Stored data entries:
--------------------------------------------------

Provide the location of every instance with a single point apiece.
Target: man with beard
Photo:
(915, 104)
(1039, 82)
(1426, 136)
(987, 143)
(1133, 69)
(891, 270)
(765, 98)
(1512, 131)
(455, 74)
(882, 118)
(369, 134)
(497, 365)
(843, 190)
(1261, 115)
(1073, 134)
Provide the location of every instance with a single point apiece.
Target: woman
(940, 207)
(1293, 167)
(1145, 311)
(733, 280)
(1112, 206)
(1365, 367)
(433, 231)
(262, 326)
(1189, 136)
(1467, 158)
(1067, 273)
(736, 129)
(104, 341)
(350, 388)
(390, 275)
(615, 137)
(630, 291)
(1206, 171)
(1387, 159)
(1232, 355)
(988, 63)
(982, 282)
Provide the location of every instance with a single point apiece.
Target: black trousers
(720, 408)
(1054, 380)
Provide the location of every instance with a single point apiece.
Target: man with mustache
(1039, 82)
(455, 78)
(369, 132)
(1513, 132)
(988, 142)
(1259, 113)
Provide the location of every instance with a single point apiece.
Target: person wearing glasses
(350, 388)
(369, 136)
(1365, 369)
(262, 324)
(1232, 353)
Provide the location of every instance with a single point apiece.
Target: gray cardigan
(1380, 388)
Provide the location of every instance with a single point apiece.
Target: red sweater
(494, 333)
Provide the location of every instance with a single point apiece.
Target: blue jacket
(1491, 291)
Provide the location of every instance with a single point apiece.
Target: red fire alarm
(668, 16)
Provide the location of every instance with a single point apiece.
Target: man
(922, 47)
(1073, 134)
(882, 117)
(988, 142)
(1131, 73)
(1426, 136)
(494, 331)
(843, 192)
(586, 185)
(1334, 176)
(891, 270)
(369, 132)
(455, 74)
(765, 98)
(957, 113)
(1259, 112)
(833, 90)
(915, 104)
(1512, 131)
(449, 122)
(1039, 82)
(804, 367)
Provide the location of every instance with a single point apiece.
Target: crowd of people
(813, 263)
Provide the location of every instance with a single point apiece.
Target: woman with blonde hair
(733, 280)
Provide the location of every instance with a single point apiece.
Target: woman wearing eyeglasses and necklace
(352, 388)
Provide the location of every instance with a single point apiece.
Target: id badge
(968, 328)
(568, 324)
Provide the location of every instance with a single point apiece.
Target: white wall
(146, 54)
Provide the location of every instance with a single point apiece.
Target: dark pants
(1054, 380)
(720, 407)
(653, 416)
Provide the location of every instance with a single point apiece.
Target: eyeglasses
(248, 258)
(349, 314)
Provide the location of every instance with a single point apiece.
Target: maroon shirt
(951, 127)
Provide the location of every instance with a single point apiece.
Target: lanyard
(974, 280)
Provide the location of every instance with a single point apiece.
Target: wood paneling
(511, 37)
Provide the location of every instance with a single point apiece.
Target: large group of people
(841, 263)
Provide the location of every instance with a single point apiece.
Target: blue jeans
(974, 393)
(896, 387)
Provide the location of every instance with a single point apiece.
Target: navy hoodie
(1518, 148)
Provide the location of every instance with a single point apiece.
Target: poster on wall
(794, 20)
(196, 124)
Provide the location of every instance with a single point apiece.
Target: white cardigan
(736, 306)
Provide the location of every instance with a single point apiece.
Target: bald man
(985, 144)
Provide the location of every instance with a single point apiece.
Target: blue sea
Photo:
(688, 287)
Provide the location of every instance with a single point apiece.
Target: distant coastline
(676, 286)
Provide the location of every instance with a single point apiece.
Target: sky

--------------------------------------------------

### Activity
The full set of records, transcribed exactly, is the answer.

### Answer area
Provide the location of every instance with a single point apiece.
Target: man with beard
Photo:
(915, 104)
(1039, 82)
(1426, 136)
(987, 143)
(1133, 69)
(891, 270)
(765, 98)
(1512, 131)
(455, 74)
(882, 118)
(369, 134)
(497, 365)
(843, 190)
(1261, 115)
(1073, 134)
Provide the location of every instance with a single point apiece.
Target: woman
(940, 207)
(1293, 167)
(1145, 311)
(733, 280)
(1112, 206)
(1365, 367)
(433, 231)
(262, 326)
(1189, 136)
(1467, 158)
(1067, 273)
(736, 129)
(104, 341)
(350, 388)
(390, 275)
(615, 137)
(630, 291)
(1206, 171)
(1387, 159)
(1232, 355)
(988, 63)
(982, 282)
Provide the location of every instance with a single point apiece.
Target: black trousers
(720, 408)
(1054, 380)
Provide the location of every instance with a single point apiece.
Target: man with mustache
(1039, 82)
(455, 78)
(369, 132)
(1513, 132)
(988, 142)
(1259, 113)
Provide the location of every instance with a single point apiece.
Target: person wearing glasses
(350, 388)
(369, 136)
(1365, 369)
(262, 324)
(1232, 353)
Provide the location of every instance with a single point apiece.
Target: gray cardigan
(1380, 388)
Provide the location of every instance with a single point apiece.
Target: red sweater
(494, 333)
Provide the location of every instance with a single point apiece.
Target: blue jacket
(1491, 291)
Provide the location of every instance with a single point apiece.
Target: red fire alarm
(668, 16)
Provide the location of every instance with a single point apiece.
Target: man
(922, 47)
(1073, 134)
(882, 117)
(988, 142)
(1131, 73)
(1426, 136)
(494, 331)
(843, 192)
(586, 185)
(1334, 176)
(891, 270)
(369, 132)
(455, 74)
(765, 98)
(957, 113)
(1259, 112)
(833, 90)
(915, 104)
(1512, 131)
(449, 122)
(1039, 82)
(804, 367)
Provide the location of every instance with a single point apiece.
Target: crowd of people
(813, 263)
Provide the location of every instance with a single point apiece.
Target: woman with blonde hair
(733, 280)
Provide the location of every instance with a single point apiece.
Target: woman wearing eyeglasses and necklace
(352, 388)
Provide the location of every instance with a single point apiece.
Target: id badge
(968, 328)
(568, 324)
Provide the location of every instance with a single point apiece.
Target: white wall
(146, 54)
Provide the location of every instance with a single point apiece.
Target: dark pants
(1054, 380)
(720, 407)
(653, 416)
Provide the location of every instance with a single point apiece.
Target: eyeglasses
(248, 258)
(349, 314)
Provide the location of every instance with a single point apiece.
Target: maroon shirt
(951, 127)
Provide the location of every instance with a single point apiece.
Target: lanyard
(974, 280)
Provide the location of every instance with a single point apiece.
Target: wood paneling
(511, 37)
Provide the location of every instance with a single point apiece.
Target: large group of people
(841, 263)
Provide the location of every instance with a single point apiece.
Target: blue jeans
(974, 393)
(896, 387)
Provide the location of every instance with a single point apiece.
Target: navy hoodie
(1518, 148)
Provide the location of every instance with a single point apiece.
Target: poster on wall
(794, 20)
(196, 124)
Provide the location of every instance with a single point apiece.
Target: white cardigan
(736, 306)
Provide the location of every instance with a single point apiece.
Target: bald man
(985, 144)
Provide the location of every instance with a single point apiece.
Target: blue sea
Photo:
(688, 287)
Provide the location of every instance with a single point apiece.
Target: distant coastline
(676, 286)
Provide the location of every instance with a single point apiece.
Target: sky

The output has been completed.